Text passage
[Reader-list] "Before asking Muslims to introspect, shouldn't the media do so?"

Shivam Vij शिवम् विज् mail at shivamvij.com
Thu Sep 25 22:59:56 IST 2008


The trouble with relying on police sources

These days, two kinds of sensational events dominate our media: bomb
blasts and large scale mob violence. But the difference in the way the
media has handled them is glaring.  Laziness and deadline pressure are
at least partly responsible for the communal stereotypes perpetrated
by the press says JYOTI PUNWANI.

Posted Wednesday, Sep 24 13:03:08, 2008
http://thehoot.org/web/home/story.php?storyid=3338&mod=1&pg=1&sectionId=19&valid=true



What if Abdus Subhan Qureishi, now known as `Tauqeer', turns out to be
not India's `Osama', as he is being labeled, but just another young
fanatic who left home and job to pursue religion, and is now too
scared to come back?

Stored records
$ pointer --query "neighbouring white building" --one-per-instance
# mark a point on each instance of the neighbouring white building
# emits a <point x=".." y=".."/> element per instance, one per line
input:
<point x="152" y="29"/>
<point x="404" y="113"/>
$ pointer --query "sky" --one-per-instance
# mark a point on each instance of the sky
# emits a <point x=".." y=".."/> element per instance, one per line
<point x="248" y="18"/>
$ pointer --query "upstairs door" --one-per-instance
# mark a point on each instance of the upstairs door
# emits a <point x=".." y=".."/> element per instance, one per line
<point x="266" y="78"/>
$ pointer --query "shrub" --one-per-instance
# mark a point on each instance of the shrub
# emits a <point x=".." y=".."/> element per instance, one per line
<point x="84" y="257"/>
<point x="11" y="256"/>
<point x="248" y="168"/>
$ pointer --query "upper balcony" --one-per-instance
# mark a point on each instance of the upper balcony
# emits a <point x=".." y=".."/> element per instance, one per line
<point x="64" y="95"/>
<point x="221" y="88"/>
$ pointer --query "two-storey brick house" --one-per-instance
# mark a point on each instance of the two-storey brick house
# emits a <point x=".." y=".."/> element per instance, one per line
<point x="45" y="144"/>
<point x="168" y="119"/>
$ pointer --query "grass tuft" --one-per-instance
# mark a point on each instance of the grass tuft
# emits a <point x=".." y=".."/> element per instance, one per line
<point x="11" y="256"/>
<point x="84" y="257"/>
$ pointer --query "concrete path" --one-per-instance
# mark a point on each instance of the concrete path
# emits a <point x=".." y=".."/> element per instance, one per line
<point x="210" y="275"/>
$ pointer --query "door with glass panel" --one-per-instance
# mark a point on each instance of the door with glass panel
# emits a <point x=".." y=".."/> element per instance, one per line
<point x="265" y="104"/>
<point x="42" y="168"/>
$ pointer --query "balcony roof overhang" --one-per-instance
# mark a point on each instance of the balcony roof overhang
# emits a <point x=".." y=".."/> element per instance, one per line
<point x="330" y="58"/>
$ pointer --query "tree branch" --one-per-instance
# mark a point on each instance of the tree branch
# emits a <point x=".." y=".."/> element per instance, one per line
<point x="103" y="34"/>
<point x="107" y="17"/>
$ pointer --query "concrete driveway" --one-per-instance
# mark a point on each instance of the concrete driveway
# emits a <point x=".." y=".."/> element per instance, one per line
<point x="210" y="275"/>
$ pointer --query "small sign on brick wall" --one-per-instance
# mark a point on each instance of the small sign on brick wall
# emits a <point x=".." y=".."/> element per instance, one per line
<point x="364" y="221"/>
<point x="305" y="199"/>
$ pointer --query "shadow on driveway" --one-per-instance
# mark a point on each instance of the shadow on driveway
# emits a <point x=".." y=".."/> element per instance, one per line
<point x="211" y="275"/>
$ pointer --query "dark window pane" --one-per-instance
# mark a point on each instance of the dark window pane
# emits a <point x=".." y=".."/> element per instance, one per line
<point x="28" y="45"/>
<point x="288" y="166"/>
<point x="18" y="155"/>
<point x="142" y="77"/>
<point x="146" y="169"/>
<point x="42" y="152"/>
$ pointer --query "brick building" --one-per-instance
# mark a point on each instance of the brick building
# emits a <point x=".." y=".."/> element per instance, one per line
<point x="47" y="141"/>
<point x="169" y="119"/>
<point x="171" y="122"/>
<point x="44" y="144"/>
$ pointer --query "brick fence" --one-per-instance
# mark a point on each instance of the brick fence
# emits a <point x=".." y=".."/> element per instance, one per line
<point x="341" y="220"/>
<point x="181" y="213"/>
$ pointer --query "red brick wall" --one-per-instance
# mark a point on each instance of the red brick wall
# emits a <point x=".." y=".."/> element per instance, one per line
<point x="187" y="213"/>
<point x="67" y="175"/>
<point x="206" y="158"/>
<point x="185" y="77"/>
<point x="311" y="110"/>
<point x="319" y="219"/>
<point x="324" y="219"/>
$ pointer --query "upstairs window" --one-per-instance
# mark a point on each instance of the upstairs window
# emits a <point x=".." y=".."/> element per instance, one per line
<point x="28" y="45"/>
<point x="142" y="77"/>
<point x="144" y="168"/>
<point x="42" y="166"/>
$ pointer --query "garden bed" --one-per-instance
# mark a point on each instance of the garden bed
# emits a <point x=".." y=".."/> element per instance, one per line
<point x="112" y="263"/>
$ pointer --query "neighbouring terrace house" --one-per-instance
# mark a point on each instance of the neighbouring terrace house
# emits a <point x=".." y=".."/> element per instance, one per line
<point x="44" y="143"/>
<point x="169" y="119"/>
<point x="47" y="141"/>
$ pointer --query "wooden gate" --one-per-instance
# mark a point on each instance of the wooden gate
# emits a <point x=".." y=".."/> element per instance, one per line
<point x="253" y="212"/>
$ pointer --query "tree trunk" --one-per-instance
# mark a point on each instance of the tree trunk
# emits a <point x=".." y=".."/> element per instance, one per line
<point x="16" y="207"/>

Complete the following
**a)** In the post on media reliance on police sources, what two kinds of sensational events dominate the media these days?
**b)** Write the next few sentences of the post on media reliance on police sources, picking up after its final question.

Answers
**a)** Bomb blasts and large scale mob violence.

**b)**
Does this possibility sound bizarre? Why? Because the ATS can't be
wrong? After the July 11, 06 blasts, three of the many `masterminds'
and `key links' arrested by the ATS soon after the blasts – Mumtaz
Choudhury from Navi Mumbai, Khalid Ahmed from Madhubani and Akhmal
Hashmi from Srinagar -  were discharged by it within three months for
lack of evidence.  Their arrests had been announced by the ATS as
`major breakthroughs'. The media had gone ballistic  the same way they
are doing now over the `techie bombers' allegedly responsible for all
the recent blasts.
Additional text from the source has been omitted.